Copy out every line in the entries below that contains the word "police", leaving each line unchanged.
>> start
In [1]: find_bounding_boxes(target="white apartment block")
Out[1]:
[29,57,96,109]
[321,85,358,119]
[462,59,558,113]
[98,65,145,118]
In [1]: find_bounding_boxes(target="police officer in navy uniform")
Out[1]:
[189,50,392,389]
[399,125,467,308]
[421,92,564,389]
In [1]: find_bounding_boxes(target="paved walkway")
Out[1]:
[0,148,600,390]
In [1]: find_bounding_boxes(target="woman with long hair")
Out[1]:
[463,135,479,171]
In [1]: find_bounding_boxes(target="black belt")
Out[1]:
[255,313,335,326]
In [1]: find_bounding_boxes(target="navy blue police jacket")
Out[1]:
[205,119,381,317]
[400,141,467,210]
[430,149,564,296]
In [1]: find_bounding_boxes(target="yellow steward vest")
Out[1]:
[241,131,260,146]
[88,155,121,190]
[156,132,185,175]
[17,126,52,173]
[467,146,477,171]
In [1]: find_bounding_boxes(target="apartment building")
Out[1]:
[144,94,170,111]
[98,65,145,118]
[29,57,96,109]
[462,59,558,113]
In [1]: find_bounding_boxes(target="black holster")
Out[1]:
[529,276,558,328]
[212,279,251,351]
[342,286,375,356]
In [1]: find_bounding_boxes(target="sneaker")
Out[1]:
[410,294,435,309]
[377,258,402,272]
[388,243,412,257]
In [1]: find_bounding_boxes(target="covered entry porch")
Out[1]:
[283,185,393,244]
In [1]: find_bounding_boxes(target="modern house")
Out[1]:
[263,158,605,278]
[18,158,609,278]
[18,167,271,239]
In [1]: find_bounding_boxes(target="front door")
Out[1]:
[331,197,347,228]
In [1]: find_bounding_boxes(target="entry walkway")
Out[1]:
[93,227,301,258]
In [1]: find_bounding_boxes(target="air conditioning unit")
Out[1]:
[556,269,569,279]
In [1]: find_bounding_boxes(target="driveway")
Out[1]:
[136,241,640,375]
>> end
SOLUTION BELOW:
In [1]: find_bounding_boxes(target="police officer in navy uniform")
In [1]: find_bounding_boxes(target="navy blue police jacket")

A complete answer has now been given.